>> START DATA PROVIDED

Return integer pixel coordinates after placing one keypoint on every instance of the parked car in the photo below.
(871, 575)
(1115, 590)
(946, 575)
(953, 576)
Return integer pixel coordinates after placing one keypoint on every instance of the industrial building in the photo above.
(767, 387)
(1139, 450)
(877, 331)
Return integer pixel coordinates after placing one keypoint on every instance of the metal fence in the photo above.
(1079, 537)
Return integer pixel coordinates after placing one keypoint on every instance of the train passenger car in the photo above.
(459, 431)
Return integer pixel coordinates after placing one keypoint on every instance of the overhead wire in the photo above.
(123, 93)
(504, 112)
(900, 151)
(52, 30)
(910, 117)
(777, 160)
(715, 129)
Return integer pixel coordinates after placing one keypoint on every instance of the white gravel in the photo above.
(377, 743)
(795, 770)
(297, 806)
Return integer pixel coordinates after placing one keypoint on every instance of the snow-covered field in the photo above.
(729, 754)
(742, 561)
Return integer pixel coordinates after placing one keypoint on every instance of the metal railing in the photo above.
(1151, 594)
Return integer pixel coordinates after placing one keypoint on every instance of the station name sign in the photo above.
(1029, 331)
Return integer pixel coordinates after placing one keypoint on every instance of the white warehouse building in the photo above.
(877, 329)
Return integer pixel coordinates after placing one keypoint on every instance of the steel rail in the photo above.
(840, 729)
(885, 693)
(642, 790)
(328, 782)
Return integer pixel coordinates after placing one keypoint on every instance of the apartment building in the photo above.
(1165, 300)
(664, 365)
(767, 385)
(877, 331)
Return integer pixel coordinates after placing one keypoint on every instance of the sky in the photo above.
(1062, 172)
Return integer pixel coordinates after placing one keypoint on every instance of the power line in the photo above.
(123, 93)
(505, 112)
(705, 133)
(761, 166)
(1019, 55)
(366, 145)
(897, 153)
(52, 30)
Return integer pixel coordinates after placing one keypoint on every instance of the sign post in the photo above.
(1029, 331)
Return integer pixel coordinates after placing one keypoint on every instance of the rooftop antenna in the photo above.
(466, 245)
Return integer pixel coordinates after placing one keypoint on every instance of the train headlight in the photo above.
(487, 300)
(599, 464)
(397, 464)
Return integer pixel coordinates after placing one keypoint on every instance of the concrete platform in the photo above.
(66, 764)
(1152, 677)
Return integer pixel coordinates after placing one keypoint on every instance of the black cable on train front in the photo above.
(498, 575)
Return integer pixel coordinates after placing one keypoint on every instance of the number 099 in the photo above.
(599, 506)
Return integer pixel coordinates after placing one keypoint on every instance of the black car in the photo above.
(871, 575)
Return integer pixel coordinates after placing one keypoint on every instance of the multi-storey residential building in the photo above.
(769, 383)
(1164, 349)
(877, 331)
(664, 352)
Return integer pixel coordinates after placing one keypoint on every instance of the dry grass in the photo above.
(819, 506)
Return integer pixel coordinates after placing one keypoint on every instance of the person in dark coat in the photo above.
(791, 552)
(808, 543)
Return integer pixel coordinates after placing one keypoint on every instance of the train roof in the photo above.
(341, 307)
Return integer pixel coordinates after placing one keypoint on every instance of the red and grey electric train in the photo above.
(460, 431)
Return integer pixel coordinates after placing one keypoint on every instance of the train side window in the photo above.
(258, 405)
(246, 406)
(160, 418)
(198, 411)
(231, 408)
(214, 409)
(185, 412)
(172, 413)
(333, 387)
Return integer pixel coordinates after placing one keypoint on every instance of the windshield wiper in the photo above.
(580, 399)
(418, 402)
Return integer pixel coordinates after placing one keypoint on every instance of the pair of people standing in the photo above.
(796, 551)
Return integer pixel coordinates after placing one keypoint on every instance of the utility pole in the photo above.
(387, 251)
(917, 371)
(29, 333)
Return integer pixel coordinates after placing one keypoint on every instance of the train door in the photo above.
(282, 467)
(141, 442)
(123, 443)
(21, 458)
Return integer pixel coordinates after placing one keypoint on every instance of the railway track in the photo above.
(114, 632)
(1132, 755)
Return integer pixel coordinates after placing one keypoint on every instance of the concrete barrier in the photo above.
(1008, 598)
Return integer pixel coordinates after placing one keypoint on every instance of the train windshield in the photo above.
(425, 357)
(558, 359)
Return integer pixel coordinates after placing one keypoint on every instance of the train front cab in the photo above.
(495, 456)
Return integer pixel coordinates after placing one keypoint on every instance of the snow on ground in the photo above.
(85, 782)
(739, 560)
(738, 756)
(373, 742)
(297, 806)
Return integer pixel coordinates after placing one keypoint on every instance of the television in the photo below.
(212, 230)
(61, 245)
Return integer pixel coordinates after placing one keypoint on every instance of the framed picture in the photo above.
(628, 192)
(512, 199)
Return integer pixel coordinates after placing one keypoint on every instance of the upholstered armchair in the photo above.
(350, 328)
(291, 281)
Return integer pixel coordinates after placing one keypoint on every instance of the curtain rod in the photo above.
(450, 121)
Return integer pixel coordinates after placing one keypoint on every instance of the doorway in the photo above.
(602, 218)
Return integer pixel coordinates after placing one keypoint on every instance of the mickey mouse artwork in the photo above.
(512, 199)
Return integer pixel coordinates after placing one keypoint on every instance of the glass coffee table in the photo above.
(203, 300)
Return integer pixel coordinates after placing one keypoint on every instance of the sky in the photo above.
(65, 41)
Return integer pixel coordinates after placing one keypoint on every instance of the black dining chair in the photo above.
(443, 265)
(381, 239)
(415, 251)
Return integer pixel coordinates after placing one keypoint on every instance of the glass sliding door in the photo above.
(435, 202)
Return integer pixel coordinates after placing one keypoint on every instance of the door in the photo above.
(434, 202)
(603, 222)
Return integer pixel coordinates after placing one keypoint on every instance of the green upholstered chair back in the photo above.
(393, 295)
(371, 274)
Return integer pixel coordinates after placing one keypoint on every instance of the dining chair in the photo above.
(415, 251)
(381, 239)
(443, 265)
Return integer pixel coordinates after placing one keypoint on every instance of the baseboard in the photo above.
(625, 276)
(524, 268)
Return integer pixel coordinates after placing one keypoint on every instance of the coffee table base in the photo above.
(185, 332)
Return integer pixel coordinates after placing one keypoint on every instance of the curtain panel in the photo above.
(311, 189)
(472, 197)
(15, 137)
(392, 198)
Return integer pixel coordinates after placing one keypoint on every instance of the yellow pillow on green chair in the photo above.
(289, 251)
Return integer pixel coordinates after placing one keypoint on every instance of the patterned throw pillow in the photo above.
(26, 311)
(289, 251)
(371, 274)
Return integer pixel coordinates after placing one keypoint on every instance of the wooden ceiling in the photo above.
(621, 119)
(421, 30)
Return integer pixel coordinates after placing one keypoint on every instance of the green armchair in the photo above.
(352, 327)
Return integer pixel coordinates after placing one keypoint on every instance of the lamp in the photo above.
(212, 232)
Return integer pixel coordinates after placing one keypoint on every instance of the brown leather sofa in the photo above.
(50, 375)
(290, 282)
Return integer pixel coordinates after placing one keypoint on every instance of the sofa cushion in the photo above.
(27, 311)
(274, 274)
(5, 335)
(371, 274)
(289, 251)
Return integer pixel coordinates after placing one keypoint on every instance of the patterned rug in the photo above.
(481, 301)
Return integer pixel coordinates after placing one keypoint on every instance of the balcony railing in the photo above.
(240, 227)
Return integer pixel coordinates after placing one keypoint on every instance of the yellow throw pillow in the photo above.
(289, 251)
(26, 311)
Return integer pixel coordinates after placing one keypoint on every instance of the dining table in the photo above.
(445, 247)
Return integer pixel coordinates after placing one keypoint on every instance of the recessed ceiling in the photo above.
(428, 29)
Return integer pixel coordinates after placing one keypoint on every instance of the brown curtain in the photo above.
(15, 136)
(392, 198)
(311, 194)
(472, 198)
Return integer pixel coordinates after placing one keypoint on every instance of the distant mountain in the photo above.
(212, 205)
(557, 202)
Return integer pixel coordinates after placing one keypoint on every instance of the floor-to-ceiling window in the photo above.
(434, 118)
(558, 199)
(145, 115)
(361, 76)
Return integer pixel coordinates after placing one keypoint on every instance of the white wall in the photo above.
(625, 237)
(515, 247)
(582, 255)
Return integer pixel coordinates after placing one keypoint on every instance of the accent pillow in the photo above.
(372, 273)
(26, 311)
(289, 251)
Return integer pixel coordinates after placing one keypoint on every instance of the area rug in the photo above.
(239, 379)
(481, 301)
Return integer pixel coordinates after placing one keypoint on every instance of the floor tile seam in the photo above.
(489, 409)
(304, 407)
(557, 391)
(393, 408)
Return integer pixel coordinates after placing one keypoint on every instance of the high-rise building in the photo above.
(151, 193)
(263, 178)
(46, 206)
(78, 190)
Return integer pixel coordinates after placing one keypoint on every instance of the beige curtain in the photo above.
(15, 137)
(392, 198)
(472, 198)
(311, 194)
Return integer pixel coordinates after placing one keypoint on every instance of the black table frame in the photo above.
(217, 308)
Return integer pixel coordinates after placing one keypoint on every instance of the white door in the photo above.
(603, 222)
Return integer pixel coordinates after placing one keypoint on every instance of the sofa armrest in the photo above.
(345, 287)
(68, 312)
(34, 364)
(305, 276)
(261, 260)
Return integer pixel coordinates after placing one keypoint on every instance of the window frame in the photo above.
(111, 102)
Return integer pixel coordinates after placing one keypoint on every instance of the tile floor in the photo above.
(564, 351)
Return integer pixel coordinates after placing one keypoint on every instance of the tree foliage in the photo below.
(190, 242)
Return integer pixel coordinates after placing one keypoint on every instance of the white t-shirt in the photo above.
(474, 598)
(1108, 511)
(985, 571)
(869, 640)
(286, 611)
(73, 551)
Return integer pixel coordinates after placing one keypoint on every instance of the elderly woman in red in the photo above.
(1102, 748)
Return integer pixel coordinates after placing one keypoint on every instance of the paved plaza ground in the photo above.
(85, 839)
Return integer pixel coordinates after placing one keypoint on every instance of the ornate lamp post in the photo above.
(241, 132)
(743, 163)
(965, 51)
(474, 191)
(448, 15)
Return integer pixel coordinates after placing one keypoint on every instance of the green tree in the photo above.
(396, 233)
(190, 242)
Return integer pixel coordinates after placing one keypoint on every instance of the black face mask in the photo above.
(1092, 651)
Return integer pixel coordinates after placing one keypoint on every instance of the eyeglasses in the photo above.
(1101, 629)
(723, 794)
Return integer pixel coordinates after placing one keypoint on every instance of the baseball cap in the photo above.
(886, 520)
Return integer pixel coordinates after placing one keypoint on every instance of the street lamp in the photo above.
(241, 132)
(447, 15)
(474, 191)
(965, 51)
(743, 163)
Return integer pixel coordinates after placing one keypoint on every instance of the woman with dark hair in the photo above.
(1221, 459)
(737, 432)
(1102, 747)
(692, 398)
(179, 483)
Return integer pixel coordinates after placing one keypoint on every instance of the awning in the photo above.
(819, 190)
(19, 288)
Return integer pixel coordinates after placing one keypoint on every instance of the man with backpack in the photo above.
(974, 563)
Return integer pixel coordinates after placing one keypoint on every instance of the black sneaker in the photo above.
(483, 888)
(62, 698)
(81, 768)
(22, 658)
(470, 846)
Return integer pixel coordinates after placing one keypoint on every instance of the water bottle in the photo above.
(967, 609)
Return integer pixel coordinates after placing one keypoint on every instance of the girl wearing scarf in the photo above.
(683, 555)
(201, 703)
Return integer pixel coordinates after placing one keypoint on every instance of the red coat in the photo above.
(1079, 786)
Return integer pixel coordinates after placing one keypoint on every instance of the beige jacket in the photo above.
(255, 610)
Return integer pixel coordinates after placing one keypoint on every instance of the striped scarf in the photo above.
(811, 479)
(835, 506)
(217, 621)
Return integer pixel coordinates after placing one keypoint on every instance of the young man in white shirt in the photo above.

>> END DATA PROVIDED

* THE EXERCISE: Quote verbatim the line containing "wearing scarf in the photo above." and every line after it through the end of the records above.

* TASK OUTPUT:
Return integer pixel coordinates after placing one keypoint on every instance of the girl wearing scarf in the photo above.
(683, 555)
(201, 703)
Return integer pixel coordinates after placing one keypoint on every instance of the red coat in the photo above.
(1079, 786)
Return integer pixel coordinates after placing one keypoint on every instance of the beige jacket in the photo above.
(255, 610)
Return integer pixel coordinates after placing one keypoint on every instance of the striped scarf in the photo above.
(811, 479)
(835, 506)
(217, 621)
Return integer pixel coordinates after placing one keypoint on every instance of the young man in white shirt in the photo above.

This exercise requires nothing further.